Deine Aufgabe: Wiederhole alle folgenden Einträge Zeile für Zeile und ohne jede Änderung.

Daten zur Übung:

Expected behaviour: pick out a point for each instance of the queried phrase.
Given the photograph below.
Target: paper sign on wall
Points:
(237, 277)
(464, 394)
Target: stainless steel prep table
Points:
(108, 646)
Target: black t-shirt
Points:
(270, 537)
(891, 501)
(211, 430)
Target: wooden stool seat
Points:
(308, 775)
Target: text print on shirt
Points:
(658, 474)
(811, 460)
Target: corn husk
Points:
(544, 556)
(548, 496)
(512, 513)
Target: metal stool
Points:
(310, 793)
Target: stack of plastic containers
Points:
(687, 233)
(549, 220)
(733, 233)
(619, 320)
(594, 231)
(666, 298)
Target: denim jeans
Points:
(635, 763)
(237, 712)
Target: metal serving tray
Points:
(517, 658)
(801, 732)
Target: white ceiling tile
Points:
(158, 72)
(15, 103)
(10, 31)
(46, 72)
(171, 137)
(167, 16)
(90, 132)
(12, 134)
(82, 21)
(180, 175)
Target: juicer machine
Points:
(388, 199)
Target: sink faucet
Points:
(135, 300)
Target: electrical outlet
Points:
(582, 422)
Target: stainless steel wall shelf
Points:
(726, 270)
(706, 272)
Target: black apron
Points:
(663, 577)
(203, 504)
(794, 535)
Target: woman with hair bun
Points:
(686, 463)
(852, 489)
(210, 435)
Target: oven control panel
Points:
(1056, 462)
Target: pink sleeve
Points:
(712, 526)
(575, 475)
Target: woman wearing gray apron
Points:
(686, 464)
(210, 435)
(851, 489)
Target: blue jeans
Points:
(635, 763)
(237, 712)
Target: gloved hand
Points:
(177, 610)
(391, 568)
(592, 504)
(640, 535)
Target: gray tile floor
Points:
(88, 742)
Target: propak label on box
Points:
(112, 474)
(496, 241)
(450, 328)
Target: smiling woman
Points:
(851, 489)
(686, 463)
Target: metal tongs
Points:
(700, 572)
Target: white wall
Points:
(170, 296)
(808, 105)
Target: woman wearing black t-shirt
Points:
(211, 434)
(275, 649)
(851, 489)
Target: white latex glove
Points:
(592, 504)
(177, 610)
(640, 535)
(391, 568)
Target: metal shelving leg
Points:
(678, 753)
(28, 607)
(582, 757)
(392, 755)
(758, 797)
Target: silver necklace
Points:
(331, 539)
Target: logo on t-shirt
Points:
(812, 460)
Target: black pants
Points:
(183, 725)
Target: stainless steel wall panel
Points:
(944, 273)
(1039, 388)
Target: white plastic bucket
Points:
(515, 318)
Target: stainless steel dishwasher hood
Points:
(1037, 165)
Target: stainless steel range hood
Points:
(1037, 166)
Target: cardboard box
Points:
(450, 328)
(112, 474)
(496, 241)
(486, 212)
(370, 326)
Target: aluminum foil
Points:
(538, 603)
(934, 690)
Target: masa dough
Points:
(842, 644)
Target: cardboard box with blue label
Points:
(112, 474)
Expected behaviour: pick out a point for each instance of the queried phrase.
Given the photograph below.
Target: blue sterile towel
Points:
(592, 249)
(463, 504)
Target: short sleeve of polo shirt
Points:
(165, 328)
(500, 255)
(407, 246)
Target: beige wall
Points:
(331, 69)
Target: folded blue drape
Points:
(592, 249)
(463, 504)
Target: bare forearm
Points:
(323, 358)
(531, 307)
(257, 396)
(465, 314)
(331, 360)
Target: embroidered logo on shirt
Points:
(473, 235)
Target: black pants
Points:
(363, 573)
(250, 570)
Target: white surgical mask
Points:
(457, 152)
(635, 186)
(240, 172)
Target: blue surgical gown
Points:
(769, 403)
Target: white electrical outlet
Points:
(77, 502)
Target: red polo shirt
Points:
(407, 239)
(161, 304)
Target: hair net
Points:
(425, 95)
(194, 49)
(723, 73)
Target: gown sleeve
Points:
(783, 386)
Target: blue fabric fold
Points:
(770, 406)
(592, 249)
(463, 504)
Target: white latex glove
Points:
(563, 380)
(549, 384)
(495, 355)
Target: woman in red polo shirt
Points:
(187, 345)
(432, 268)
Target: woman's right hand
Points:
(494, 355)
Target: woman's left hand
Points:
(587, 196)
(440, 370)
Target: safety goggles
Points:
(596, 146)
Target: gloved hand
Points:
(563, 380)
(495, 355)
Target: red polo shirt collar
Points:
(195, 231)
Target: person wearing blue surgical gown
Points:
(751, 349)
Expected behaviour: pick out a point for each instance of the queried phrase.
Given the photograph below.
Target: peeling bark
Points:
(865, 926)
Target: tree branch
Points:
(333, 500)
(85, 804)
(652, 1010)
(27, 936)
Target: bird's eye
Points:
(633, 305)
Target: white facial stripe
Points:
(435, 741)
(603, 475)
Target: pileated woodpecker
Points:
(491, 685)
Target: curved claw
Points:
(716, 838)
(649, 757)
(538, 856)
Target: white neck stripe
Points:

Vollständige Antwort:
Expected behaviour: pick out a point for each instance of the queried phrase.
Given the photograph below.
Target: paper sign on wall
Points:
(237, 277)
(464, 394)
Target: stainless steel prep table
Points:
(108, 646)
Target: black t-shirt
Points:
(270, 537)
(891, 501)
(211, 430)
Target: wooden stool seat
Points:
(308, 775)
Target: text print on shirt
Points:
(658, 474)
(811, 460)
Target: corn husk
Points:
(544, 556)
(548, 496)
(512, 513)
Target: metal stool
Points:
(310, 793)
Target: stack of plastic containers
Points:
(687, 233)
(549, 220)
(733, 233)
(619, 320)
(594, 231)
(666, 298)
Target: denim jeans
Points:
(635, 763)
(237, 712)
Target: metal serving tray
Points:
(517, 658)
(801, 732)
Target: white ceiling tile
Points:
(158, 72)
(15, 103)
(10, 31)
(46, 72)
(171, 137)
(167, 16)
(90, 132)
(12, 134)
(82, 21)
(180, 175)
Target: juicer machine
Points:
(388, 199)
Target: sink faucet
Points:
(135, 300)
Target: electrical outlet
Points:
(582, 422)
Target: stainless steel wall shelf
Points:
(726, 270)
(706, 272)
Target: black apron
Points:
(663, 577)
(203, 504)
(794, 535)
Target: woman with hair bun
Points:
(686, 463)
(852, 489)
(210, 435)
Target: oven control panel
Points:
(1056, 462)
Target: pink sleeve
Points:
(712, 526)
(575, 475)
Target: woman wearing gray apron
Points:
(686, 464)
(210, 435)
(851, 489)
Target: blue jeans
Points:
(635, 763)
(237, 712)
Target: gloved hand
Points:
(177, 610)
(391, 568)
(592, 504)
(640, 535)
Target: gray tile floor
Points:
(88, 742)
Target: propak label on box
Points:
(112, 474)
(496, 241)
(450, 328)
Target: smiling woman
Points:
(851, 489)
(686, 463)
Target: metal tongs
Points:
(700, 572)
Target: white wall
Points:
(170, 296)
(808, 105)
Target: woman wearing black t-shirt
Points:
(211, 434)
(275, 649)
(851, 489)
Target: white latex glove
Points:
(592, 504)
(177, 610)
(640, 535)
(391, 568)
Target: metal shelving leg
Points:
(678, 753)
(28, 607)
(582, 757)
(392, 755)
(758, 797)
Target: silver necklace
Points:
(331, 539)
Target: logo on t-shirt
Points:
(812, 460)
Target: black pants
Points:
(183, 725)
Target: stainless steel wall panel
Points:
(944, 273)
(1039, 388)
Target: white plastic bucket
Points:
(515, 318)
Target: stainless steel dishwasher hood
Points:
(1037, 165)
Target: stainless steel range hood
Points:
(1037, 166)
Target: cardboard box
Points:
(450, 328)
(112, 474)
(496, 241)
(486, 212)
(370, 326)
Target: aluminum foil
Points:
(538, 603)
(934, 690)
Target: masa dough
Points:
(842, 644)
Target: cardboard box with blue label
Points:
(112, 474)
Expected behaviour: pick out a point for each instance of the queried phrase.
Given the photograph below.
Target: blue sterile towel
Points:
(592, 249)
(463, 504)
Target: short sleeve of polo shirt
Points:
(165, 328)
(500, 255)
(407, 246)
Target: beige wall
Points:
(331, 69)
Target: folded blue drape
Points:
(592, 249)
(463, 504)
Target: bare forearm
Points:
(323, 358)
(531, 307)
(257, 396)
(465, 314)
(331, 360)
Target: embroidered logo on shirt
Points:
(473, 235)
Target: black pants
Points:
(363, 573)
(250, 570)
Target: white surgical mask
Points:
(457, 152)
(635, 186)
(240, 172)
Target: blue surgical gown
Points:
(769, 403)
Target: white electrical outlet
Points:
(77, 502)
Target: red polo shirt
Points:
(407, 239)
(161, 304)
Target: hair net
Points:
(425, 95)
(194, 49)
(723, 73)
Target: gown sleeve
Points:
(783, 386)
Target: blue fabric fold
Points:
(770, 406)
(592, 249)
(463, 504)
Target: white latex glove
Points:
(563, 380)
(549, 384)
(495, 355)
Target: woman in red polo shirt
Points:
(187, 345)
(432, 268)
Target: woman's right hand
Points:
(494, 355)
Target: woman's left hand
Points:
(587, 196)
(440, 370)
Target: safety goggles
Points:
(596, 146)
Target: gloved hand
Points:
(563, 380)
(495, 355)
Target: red polo shirt collar
Points:
(195, 231)
Target: person wearing blue surgical gown
Points:
(751, 349)
Expected behaviour: pick out a point for each instance of the queried phrase.
Given the photograph below.
Target: peeling bark
Points:
(865, 926)
Target: tree branch
Points:
(333, 500)
(85, 804)
(652, 1010)
(27, 936)
Target: bird's eye
Points:
(633, 305)
Target: white facial stripe
Points:
(435, 741)
(603, 475)
Target: pileated woodpecker
Points:
(491, 685)
Target: curved claw
Points:
(716, 838)
(649, 757)
(538, 856)
Target: white neck stripe
Points:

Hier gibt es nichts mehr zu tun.